▶ Records to use:

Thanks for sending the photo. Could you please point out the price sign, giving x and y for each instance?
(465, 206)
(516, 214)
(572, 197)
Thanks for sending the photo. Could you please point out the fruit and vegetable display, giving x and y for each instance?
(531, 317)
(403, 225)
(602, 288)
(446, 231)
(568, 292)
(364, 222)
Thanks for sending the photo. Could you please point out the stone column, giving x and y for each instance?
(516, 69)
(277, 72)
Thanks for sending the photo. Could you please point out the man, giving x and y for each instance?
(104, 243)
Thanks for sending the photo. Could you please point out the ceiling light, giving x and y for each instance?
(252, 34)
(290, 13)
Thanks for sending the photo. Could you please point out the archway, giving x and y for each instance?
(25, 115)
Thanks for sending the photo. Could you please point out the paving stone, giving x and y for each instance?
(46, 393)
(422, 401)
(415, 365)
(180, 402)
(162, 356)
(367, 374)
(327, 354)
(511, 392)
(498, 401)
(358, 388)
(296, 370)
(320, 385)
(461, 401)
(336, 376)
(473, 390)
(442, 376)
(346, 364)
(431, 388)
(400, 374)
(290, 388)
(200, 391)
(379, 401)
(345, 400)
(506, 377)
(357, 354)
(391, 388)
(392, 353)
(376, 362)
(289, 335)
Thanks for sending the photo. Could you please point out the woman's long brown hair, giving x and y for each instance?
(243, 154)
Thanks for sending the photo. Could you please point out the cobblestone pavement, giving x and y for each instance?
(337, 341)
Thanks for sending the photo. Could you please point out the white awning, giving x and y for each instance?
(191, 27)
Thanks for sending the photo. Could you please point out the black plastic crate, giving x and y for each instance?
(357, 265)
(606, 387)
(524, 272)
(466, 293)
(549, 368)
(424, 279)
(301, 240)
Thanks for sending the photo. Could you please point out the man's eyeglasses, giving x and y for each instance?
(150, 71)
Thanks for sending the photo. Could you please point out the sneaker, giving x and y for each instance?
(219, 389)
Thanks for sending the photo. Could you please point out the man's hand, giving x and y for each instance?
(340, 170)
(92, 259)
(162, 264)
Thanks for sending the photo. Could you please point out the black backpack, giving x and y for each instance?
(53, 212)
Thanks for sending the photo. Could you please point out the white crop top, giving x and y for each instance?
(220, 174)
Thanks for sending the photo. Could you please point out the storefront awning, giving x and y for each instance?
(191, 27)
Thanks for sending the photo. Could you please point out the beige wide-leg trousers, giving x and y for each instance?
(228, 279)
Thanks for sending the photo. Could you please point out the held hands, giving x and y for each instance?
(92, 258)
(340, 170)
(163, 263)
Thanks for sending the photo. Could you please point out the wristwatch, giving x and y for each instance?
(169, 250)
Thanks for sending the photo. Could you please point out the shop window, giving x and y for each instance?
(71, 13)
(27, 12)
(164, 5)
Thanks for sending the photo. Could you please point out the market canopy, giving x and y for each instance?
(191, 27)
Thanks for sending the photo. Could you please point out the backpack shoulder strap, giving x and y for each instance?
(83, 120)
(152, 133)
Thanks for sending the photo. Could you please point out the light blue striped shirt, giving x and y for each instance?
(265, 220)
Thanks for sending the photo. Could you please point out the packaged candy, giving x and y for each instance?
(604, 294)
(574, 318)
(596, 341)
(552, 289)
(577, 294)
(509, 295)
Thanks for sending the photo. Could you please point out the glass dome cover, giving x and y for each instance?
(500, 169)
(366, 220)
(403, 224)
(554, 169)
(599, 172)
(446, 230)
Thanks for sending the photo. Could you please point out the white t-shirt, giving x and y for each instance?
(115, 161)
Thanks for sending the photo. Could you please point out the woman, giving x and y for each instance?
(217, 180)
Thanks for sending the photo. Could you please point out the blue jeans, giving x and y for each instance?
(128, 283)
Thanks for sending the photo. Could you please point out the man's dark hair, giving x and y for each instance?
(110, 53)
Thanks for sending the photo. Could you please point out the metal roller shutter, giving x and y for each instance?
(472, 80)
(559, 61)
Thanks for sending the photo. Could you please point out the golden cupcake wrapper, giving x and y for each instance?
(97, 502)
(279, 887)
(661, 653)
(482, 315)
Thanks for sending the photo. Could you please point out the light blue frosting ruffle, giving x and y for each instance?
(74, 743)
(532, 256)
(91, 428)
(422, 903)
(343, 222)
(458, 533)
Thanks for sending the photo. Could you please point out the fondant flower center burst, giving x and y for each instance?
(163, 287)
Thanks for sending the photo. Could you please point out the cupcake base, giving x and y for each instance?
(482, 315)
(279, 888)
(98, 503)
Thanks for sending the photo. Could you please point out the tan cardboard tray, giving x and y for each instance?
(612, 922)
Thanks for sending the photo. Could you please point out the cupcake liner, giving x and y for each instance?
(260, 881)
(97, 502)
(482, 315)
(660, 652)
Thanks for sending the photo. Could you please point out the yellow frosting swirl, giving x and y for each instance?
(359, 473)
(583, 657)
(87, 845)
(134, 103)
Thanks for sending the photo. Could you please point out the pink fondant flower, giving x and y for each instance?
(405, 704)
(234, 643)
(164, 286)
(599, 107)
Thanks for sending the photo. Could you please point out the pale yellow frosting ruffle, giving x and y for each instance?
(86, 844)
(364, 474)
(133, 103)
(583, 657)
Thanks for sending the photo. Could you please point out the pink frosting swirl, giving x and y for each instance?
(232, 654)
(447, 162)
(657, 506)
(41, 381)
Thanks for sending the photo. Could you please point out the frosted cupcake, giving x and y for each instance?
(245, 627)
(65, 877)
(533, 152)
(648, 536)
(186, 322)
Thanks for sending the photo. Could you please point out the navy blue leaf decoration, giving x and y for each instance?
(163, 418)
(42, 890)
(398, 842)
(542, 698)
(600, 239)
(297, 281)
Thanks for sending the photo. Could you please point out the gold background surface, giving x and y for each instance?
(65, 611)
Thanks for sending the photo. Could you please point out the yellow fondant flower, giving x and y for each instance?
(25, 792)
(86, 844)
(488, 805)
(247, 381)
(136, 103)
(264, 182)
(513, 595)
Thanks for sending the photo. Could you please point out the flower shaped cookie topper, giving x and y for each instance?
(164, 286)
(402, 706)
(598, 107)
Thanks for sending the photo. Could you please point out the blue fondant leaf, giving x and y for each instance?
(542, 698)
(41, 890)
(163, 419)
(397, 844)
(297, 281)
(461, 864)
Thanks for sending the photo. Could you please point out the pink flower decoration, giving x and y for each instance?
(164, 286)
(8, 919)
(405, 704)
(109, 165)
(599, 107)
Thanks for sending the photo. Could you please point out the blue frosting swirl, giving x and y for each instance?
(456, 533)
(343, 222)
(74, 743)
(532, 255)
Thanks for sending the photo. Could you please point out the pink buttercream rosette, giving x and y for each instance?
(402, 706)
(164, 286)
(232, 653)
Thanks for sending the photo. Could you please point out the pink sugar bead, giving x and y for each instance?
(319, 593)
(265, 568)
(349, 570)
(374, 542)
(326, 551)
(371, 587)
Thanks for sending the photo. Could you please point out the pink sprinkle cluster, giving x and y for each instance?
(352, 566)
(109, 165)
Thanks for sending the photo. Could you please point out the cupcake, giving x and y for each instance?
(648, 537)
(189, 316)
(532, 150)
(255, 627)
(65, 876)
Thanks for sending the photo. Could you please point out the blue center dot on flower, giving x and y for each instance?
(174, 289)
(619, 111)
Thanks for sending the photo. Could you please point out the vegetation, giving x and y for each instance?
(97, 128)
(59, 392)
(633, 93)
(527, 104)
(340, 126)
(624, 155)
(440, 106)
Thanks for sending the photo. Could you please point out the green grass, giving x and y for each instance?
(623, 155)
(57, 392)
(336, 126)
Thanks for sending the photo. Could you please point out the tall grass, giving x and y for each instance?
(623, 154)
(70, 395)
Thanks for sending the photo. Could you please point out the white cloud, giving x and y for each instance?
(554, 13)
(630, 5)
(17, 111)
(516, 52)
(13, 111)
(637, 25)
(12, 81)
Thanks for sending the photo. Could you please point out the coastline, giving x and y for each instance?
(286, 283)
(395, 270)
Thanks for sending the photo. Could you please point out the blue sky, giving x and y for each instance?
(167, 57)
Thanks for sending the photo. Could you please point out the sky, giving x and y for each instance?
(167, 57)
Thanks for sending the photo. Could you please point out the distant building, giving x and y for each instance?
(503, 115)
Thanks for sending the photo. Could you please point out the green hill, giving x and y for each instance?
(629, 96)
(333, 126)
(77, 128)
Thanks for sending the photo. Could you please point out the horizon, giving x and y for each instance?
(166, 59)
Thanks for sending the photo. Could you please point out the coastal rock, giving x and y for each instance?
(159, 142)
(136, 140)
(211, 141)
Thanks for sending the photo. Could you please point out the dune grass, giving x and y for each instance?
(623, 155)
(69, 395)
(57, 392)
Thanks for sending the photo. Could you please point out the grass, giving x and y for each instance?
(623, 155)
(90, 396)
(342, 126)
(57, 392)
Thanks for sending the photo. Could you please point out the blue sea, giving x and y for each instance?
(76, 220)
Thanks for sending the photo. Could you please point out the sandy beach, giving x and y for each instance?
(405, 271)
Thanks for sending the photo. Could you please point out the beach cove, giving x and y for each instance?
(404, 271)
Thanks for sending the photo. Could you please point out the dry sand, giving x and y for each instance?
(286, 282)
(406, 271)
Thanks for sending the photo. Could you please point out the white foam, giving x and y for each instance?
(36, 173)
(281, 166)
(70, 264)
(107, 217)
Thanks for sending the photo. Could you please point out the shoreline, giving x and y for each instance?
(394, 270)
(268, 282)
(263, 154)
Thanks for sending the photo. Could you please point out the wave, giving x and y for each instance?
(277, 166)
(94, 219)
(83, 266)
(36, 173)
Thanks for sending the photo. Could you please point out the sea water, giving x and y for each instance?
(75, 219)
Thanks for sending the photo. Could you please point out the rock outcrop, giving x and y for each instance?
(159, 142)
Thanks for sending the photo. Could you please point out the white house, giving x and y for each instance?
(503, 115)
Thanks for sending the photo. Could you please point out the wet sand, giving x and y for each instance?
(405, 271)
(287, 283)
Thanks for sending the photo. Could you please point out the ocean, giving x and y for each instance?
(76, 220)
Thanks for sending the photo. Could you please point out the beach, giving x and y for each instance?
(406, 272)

▶ Task item:
What is needed is an exact copy of the line containing "outcrop, giving x and y for each instance?" and each line after it, through the final line of the entries above.

▶ Solution for this problem:
Thanks for sending the photo. Could you please point out the rock outcrop, giving x and y for each instance?
(159, 142)
Thanks for sending the photo. Could you please point out the white house, giving x and y for each instance?
(503, 115)
Thanks for sending the photo. Could you please point out the wet sand, giving x and y for each instance?
(405, 271)
(287, 283)
Thanks for sending the photo. Could you please point out the ocean, giving x and y for each instance?
(76, 220)
Thanks for sending the photo. Could you please point out the beach, giving x and y for each instance?
(406, 272)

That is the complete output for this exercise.